## Exercise:
Rewrite the items from the start through the line containing "128;66;147;79", swapping "Spot" for "Locate" and leaving everything else unchanged.

## Material for this exercise:
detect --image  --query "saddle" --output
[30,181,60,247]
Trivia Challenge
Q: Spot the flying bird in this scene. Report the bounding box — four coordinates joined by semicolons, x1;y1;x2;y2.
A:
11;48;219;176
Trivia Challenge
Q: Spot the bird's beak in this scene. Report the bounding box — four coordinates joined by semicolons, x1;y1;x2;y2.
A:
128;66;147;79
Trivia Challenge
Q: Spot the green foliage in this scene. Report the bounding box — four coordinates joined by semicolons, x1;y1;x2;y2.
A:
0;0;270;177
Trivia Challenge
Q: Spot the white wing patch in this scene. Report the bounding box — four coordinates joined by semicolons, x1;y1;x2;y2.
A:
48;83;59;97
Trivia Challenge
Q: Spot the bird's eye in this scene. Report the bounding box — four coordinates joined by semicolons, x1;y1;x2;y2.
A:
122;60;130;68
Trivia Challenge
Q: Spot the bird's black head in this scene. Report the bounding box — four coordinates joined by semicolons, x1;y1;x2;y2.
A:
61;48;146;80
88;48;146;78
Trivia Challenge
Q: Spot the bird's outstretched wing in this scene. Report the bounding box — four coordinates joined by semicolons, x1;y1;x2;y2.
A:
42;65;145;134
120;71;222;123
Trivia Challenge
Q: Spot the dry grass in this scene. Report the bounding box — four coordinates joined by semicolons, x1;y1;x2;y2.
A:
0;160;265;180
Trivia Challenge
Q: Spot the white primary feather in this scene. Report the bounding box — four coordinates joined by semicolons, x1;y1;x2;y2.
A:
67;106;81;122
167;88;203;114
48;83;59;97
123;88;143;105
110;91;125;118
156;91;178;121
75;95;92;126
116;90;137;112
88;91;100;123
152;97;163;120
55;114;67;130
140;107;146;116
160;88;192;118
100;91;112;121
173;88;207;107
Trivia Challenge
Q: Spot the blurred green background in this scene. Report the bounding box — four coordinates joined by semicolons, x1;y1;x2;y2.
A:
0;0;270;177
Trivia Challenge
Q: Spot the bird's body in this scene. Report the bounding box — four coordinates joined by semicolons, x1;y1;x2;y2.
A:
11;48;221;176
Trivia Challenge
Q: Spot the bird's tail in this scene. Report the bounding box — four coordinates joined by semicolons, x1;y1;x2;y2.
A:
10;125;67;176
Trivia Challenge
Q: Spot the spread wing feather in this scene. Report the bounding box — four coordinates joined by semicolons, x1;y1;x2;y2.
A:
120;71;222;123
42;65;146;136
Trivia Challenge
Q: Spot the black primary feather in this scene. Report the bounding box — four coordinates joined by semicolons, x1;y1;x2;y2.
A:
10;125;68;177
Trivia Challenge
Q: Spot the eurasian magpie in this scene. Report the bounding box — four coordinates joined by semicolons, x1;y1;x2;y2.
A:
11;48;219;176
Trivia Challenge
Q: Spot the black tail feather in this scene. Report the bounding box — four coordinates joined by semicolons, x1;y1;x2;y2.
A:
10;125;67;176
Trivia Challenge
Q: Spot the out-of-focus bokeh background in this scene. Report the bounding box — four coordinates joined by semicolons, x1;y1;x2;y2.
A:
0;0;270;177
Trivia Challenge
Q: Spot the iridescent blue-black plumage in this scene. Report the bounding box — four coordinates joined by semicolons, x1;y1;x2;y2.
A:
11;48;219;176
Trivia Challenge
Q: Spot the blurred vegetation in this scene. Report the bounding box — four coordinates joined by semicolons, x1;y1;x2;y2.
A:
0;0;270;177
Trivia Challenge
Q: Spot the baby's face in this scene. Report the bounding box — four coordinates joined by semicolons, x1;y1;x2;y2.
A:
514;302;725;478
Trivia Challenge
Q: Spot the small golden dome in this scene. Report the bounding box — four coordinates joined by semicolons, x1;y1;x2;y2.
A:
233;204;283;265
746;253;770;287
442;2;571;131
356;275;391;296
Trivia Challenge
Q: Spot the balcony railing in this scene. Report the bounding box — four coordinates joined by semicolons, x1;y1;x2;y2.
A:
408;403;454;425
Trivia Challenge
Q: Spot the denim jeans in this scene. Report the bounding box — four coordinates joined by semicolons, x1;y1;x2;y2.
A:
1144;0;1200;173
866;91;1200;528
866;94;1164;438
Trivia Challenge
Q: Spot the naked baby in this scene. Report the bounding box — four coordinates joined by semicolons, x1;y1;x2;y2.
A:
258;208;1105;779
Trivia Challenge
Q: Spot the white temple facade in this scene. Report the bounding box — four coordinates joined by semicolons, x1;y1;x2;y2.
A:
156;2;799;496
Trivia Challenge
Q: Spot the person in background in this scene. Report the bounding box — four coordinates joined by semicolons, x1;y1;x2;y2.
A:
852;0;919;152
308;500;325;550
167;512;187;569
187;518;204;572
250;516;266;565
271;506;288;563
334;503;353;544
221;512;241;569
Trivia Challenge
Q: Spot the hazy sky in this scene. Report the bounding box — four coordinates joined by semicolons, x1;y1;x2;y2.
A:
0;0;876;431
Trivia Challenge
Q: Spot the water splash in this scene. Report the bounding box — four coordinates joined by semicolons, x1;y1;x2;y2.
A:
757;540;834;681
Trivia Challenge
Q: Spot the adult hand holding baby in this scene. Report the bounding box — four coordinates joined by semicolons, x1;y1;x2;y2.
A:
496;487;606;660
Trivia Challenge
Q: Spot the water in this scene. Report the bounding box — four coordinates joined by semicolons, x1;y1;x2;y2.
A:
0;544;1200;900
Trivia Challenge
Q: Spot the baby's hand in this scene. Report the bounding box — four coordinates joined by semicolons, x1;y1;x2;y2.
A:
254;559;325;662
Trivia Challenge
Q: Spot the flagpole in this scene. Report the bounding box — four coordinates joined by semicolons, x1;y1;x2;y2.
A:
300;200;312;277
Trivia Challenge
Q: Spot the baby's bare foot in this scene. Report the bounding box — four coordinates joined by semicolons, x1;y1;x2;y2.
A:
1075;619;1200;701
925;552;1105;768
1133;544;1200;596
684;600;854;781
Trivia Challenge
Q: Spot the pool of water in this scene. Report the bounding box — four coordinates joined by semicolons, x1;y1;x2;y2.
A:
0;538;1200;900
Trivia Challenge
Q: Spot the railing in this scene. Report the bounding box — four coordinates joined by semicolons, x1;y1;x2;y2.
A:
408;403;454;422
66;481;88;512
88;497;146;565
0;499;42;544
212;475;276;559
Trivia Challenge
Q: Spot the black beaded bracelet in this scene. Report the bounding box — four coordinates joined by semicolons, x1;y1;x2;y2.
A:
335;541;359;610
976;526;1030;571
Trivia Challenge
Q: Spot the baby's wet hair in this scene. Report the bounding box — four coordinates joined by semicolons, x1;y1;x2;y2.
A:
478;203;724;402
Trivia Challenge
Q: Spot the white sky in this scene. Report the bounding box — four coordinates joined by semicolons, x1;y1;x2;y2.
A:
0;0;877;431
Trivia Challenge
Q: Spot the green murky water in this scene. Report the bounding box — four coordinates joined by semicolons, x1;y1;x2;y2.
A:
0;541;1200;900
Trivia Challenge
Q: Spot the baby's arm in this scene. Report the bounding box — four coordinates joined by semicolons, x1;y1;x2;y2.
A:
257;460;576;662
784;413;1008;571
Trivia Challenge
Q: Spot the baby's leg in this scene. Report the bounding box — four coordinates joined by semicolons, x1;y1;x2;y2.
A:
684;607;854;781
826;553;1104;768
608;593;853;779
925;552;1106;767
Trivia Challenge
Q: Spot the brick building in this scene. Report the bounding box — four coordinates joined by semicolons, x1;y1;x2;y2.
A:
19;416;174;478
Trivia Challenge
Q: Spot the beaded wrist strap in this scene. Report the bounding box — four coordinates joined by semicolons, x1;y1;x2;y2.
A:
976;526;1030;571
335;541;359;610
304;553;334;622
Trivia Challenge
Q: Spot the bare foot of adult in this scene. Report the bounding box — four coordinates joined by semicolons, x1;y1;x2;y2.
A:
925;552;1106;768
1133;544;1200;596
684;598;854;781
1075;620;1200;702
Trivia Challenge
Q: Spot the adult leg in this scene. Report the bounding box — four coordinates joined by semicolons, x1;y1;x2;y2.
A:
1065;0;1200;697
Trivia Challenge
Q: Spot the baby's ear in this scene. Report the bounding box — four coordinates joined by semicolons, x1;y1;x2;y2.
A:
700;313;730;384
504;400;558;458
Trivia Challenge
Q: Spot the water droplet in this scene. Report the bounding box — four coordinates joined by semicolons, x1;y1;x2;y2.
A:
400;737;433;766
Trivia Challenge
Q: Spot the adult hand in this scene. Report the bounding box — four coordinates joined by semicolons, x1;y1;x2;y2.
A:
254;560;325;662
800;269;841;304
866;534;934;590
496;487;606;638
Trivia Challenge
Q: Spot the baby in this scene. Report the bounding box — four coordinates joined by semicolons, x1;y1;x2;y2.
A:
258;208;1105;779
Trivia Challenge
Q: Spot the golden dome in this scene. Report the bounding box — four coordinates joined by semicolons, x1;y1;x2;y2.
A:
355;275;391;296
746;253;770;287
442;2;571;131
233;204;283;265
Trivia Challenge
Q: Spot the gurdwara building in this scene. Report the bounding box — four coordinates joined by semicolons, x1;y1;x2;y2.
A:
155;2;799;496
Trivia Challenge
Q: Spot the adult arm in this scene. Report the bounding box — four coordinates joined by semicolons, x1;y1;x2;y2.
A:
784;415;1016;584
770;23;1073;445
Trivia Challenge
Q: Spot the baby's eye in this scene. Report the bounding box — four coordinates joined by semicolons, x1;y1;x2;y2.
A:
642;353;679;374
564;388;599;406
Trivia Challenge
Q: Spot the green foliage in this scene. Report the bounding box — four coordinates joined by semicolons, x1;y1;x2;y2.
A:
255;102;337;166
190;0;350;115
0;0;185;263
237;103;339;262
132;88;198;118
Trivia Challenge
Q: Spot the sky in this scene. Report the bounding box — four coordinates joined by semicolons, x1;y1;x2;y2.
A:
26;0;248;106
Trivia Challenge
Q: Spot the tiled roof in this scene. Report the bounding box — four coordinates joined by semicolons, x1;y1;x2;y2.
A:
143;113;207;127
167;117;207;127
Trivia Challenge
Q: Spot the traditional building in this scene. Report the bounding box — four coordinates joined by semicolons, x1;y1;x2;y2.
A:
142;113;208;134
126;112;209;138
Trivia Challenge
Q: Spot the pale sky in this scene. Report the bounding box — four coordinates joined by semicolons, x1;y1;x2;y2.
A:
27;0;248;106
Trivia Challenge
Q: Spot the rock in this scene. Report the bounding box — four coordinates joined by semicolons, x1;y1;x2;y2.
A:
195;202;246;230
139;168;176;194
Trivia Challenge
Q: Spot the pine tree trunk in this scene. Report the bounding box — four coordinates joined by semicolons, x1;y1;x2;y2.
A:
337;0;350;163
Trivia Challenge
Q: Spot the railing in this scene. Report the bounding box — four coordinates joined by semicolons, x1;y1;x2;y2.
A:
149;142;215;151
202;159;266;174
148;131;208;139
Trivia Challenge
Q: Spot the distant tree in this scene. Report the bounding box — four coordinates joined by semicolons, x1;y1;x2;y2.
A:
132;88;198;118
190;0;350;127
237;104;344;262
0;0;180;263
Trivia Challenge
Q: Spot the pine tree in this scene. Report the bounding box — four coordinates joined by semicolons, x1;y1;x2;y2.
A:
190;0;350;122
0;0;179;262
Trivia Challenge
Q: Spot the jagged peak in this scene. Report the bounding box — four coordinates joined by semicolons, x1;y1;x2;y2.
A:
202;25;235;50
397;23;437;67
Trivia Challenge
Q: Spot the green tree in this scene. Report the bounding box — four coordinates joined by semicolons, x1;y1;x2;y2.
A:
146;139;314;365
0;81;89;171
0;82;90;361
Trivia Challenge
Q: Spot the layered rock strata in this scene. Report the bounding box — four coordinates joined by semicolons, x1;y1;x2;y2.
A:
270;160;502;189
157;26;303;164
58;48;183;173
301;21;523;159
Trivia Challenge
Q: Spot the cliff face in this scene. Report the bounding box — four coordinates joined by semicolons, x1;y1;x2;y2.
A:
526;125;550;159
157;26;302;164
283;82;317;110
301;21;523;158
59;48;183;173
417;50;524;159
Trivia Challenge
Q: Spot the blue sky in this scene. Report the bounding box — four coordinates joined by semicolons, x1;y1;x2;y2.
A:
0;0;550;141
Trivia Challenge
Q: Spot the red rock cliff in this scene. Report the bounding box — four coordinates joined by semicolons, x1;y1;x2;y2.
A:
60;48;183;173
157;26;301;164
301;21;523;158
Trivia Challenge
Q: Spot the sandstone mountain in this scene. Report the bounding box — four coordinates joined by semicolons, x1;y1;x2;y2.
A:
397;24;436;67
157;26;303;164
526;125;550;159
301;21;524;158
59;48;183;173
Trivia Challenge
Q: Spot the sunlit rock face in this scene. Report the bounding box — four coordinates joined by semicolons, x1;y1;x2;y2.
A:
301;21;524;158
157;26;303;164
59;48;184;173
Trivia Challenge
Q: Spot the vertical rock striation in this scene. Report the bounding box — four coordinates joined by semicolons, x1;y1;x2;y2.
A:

## Answer to this problem:
detect --image  --query "saddle" --output
[30,181,60,247]
Trivia Challenge
Q: Locate the flying bird in this scene. Report the bounding box — four coordinates joined by semicolons, x1;y1;x2;y2.
A:
11;48;219;176
Trivia Challenge
Q: Locate the bird's beak in this scene. Report the bounding box — four coordinates joined by semicolons, x1;y1;x2;y2.
A:
128;66;147;79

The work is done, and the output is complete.